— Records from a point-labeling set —
================================

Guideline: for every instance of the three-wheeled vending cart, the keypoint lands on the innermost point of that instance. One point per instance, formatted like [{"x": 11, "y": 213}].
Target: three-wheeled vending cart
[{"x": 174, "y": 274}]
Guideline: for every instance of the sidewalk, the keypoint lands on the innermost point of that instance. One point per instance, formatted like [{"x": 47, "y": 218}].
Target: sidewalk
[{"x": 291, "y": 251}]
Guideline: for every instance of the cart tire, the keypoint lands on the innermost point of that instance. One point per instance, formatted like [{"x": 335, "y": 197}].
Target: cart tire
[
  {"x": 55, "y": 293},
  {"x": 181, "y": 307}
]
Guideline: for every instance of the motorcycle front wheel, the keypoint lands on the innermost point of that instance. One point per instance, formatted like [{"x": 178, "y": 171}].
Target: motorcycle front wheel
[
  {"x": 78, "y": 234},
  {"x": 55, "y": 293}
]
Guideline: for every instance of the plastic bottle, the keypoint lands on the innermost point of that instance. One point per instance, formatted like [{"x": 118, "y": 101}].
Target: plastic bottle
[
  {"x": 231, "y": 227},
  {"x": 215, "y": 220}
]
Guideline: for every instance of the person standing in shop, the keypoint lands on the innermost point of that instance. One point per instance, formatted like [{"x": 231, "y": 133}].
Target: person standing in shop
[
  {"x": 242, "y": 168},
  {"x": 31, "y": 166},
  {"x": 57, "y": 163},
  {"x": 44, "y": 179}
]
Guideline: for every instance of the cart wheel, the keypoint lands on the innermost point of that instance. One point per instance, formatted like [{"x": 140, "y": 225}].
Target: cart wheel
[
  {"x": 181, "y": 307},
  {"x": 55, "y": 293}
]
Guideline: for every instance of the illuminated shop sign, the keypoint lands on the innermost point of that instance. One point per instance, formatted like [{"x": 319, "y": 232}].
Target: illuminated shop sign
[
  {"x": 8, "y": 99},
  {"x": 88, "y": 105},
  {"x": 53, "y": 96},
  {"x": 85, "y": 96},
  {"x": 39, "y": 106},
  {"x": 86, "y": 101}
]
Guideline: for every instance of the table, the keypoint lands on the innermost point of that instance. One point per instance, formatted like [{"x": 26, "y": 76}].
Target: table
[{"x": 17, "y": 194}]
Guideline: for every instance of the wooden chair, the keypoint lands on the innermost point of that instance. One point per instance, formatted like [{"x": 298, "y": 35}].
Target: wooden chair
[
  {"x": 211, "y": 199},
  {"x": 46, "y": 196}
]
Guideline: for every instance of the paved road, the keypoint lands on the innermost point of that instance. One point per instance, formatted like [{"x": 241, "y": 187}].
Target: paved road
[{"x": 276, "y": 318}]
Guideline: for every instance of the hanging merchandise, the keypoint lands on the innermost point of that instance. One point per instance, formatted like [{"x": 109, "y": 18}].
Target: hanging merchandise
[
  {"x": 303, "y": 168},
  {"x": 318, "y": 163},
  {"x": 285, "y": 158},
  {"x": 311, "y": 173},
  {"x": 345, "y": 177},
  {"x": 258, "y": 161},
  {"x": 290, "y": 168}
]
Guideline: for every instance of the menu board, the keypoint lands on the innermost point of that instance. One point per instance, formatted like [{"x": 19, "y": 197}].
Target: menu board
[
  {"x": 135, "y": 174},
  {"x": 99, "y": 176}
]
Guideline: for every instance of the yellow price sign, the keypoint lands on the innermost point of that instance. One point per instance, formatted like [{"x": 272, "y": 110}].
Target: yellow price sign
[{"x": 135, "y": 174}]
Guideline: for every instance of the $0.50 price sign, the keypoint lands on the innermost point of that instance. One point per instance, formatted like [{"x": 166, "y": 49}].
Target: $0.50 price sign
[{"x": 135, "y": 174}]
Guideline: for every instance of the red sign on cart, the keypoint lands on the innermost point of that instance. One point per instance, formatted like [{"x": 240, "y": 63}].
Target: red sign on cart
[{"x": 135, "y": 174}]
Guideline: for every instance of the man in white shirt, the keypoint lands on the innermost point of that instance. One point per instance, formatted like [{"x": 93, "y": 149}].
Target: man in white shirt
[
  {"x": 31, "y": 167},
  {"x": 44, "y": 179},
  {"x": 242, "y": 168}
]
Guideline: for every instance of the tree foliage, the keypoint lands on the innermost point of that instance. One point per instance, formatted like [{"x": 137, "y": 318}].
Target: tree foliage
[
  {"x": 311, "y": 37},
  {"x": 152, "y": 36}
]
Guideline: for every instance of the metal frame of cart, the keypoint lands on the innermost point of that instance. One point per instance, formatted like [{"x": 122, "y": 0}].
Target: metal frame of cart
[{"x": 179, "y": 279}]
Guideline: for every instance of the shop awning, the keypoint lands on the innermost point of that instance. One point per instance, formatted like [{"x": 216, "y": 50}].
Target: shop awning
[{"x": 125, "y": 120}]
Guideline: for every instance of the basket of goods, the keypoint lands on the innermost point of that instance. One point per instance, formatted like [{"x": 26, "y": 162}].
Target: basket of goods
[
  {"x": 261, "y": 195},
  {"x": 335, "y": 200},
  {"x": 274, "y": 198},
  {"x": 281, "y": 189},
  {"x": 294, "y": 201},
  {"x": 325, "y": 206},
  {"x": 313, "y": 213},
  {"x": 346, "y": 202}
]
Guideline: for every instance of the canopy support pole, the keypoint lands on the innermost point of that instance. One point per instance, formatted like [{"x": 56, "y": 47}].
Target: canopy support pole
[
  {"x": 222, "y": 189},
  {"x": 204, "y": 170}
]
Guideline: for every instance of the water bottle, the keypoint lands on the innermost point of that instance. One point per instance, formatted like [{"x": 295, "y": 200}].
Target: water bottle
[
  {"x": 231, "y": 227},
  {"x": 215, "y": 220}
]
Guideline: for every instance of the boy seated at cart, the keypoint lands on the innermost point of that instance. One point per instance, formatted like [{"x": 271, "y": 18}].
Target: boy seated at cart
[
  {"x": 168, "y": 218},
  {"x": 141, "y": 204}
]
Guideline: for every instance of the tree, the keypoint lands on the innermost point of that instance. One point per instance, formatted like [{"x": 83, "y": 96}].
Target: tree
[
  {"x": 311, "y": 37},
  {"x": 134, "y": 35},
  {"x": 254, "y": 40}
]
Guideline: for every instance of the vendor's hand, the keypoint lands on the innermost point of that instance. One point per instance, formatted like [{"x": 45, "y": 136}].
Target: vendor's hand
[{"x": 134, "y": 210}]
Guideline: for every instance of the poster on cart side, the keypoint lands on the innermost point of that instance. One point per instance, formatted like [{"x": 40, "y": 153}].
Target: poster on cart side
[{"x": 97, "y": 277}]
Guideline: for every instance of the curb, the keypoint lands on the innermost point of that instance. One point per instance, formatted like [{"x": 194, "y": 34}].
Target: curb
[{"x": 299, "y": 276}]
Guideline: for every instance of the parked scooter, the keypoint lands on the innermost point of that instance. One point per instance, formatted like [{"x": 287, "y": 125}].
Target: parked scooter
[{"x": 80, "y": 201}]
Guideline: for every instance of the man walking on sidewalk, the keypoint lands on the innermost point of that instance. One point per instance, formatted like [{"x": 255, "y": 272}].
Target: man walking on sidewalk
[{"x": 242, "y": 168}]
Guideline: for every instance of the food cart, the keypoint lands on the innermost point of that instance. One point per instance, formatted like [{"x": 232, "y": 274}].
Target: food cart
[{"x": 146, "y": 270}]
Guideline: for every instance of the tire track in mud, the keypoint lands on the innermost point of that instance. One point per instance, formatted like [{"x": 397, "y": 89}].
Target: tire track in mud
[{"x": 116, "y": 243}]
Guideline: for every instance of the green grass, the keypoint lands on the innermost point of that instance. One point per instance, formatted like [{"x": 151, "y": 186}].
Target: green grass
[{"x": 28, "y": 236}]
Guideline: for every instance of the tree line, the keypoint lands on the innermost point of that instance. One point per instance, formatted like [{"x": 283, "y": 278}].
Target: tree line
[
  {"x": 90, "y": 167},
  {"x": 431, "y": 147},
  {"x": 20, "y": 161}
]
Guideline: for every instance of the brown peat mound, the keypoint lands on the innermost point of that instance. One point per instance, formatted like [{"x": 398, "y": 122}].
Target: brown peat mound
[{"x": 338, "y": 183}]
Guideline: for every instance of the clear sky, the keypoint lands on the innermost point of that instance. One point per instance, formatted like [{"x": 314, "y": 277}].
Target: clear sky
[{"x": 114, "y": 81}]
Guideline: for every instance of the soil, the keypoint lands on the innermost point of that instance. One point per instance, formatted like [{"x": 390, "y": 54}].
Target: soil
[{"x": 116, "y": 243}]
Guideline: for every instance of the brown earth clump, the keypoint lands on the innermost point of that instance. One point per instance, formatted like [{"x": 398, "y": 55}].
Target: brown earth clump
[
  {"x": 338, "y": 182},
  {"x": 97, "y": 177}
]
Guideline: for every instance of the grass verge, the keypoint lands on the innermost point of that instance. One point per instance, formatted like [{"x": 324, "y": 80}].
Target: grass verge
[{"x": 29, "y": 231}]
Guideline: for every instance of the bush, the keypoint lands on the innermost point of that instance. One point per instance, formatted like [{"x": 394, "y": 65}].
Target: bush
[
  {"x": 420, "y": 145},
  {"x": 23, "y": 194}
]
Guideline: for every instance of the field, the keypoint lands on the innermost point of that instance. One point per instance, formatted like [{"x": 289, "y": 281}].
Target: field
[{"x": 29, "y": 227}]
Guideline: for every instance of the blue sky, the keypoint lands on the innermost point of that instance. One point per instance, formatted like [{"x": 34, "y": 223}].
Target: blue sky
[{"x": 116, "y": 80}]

================================

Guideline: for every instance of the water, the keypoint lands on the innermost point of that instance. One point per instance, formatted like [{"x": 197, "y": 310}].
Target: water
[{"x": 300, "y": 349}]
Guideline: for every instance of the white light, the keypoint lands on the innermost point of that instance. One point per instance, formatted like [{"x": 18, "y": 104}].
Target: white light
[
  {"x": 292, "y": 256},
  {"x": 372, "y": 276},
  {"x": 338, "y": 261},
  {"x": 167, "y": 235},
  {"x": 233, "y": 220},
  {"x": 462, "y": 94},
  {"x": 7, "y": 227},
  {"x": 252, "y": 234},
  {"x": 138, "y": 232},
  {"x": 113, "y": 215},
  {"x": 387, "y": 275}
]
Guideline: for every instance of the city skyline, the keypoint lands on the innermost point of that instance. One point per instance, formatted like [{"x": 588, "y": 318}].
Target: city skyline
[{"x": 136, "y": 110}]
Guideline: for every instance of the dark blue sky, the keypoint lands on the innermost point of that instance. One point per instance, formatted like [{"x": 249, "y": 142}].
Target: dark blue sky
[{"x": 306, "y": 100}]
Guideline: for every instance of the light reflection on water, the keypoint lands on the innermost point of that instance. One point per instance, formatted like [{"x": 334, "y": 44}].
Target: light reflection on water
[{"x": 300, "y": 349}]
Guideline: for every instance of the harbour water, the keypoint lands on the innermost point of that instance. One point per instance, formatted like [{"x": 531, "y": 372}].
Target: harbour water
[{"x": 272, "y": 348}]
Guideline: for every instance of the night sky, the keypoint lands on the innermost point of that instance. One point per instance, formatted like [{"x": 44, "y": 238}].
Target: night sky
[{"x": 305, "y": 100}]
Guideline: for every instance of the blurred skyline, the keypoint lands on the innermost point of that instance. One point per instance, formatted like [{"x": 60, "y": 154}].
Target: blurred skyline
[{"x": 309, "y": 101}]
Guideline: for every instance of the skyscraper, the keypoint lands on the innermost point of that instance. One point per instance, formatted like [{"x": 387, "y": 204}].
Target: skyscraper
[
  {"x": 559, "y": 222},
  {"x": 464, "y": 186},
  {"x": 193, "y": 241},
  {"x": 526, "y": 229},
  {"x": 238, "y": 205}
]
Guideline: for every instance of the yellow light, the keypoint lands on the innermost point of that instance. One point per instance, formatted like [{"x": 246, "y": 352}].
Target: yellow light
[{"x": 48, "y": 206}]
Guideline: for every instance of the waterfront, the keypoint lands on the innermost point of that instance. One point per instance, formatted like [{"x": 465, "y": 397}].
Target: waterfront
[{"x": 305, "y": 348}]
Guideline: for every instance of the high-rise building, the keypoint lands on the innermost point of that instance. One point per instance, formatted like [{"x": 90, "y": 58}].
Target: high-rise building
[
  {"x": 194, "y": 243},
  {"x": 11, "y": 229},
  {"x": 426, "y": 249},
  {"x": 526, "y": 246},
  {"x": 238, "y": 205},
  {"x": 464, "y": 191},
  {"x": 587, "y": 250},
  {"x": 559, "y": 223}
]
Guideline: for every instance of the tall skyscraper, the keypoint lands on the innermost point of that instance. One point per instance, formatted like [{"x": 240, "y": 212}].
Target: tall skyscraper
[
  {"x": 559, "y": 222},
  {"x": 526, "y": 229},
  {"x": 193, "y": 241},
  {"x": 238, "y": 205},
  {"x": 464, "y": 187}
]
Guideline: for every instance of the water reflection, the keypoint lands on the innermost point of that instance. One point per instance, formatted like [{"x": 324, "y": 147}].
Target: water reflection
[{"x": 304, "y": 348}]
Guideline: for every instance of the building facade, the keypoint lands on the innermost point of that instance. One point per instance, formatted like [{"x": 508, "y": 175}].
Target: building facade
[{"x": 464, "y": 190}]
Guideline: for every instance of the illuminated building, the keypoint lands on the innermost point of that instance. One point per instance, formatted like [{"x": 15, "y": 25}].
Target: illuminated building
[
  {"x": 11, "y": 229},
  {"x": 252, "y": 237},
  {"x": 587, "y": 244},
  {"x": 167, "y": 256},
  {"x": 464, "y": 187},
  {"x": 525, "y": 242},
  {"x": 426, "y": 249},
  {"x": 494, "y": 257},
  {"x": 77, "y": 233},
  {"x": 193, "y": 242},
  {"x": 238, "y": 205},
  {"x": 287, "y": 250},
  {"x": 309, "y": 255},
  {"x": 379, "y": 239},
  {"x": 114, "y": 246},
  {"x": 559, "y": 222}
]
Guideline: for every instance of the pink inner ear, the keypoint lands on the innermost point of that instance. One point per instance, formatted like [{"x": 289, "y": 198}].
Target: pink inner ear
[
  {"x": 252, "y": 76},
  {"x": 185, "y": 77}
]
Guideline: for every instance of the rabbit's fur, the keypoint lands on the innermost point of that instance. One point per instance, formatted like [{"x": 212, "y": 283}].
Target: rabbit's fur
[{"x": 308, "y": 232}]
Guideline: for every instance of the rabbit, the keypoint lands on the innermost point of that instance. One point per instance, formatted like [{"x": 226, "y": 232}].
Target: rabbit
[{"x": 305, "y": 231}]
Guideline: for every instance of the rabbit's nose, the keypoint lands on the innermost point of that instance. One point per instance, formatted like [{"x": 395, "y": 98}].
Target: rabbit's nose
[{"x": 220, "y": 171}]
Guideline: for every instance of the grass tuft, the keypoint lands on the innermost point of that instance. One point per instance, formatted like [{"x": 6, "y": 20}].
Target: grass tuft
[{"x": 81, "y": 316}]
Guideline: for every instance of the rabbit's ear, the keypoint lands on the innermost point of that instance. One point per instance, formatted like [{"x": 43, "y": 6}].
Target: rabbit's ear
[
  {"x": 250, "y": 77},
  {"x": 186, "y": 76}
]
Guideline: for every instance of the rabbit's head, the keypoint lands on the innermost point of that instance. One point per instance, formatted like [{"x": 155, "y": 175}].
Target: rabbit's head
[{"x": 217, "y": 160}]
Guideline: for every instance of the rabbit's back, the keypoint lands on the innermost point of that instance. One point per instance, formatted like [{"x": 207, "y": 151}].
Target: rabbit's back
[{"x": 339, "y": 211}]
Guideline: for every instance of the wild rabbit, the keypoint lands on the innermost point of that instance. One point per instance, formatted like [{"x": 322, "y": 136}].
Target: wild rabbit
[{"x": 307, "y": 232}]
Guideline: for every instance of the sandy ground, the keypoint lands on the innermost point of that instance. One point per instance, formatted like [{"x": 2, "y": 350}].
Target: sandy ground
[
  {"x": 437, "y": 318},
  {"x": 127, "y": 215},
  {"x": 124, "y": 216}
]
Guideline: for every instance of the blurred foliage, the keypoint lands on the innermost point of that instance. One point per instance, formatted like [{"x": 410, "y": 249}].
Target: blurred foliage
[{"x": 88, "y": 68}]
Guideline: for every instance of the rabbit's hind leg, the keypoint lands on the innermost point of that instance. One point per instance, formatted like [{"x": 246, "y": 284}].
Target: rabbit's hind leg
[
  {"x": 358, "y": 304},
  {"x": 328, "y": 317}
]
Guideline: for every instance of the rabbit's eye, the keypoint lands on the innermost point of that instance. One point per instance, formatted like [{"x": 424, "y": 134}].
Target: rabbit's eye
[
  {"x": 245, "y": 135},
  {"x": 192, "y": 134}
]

================================

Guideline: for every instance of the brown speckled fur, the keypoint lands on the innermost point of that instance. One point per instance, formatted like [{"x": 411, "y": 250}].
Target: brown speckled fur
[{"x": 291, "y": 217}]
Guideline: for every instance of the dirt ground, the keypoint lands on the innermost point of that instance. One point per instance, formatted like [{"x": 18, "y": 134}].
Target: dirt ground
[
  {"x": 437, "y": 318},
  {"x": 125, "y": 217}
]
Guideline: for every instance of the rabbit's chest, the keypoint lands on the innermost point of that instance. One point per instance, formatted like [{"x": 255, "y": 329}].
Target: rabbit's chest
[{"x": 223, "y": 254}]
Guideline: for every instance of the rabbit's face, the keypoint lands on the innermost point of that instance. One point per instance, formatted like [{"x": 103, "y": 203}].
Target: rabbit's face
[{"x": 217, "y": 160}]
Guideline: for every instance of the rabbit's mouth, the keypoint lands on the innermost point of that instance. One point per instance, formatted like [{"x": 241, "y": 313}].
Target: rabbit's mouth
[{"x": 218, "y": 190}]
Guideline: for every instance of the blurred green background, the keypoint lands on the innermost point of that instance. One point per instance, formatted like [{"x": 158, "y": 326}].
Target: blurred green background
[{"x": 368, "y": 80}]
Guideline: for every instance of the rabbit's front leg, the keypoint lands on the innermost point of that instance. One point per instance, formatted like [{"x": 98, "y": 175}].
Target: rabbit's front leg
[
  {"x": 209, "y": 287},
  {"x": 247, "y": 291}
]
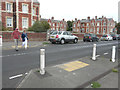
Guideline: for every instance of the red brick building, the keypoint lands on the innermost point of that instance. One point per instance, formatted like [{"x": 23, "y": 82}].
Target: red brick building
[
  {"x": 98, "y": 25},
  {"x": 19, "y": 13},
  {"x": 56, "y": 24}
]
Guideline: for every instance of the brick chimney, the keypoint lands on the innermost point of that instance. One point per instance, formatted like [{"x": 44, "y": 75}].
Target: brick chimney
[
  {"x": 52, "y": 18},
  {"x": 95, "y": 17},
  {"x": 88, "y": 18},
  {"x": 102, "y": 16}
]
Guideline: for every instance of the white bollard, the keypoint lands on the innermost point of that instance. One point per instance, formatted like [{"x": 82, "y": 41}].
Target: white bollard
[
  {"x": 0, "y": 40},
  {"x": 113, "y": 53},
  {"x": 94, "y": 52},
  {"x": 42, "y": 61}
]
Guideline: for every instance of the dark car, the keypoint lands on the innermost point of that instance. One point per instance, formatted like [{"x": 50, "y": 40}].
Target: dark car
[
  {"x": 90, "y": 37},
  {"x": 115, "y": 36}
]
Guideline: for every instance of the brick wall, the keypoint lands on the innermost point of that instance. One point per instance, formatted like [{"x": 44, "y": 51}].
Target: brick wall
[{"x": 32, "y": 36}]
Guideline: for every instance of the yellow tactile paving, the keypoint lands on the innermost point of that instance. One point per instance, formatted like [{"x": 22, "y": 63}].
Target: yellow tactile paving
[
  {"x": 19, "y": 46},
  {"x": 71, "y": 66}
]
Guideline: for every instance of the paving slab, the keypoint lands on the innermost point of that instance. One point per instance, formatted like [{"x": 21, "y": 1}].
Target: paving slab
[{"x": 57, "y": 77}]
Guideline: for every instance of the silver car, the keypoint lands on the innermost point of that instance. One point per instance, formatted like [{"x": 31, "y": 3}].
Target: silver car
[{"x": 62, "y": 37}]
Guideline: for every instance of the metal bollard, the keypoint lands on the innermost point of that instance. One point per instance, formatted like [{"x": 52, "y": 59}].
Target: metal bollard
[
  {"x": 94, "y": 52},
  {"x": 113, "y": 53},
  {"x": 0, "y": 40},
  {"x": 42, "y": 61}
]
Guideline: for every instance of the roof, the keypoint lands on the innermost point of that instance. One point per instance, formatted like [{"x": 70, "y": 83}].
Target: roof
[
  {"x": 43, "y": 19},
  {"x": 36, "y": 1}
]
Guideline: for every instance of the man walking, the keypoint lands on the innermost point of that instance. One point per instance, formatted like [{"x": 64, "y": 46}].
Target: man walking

================================

— Direction —
Pick out every line in the records above that contains the string "mound". The match is case-sensitive.

— Output below —
Guideline: for every instance of the brown peat mound, the keypoint lands on the innermost point of that instance. One point per instance, formatted like [{"x": 398, "y": 122}].
Target: brown peat mound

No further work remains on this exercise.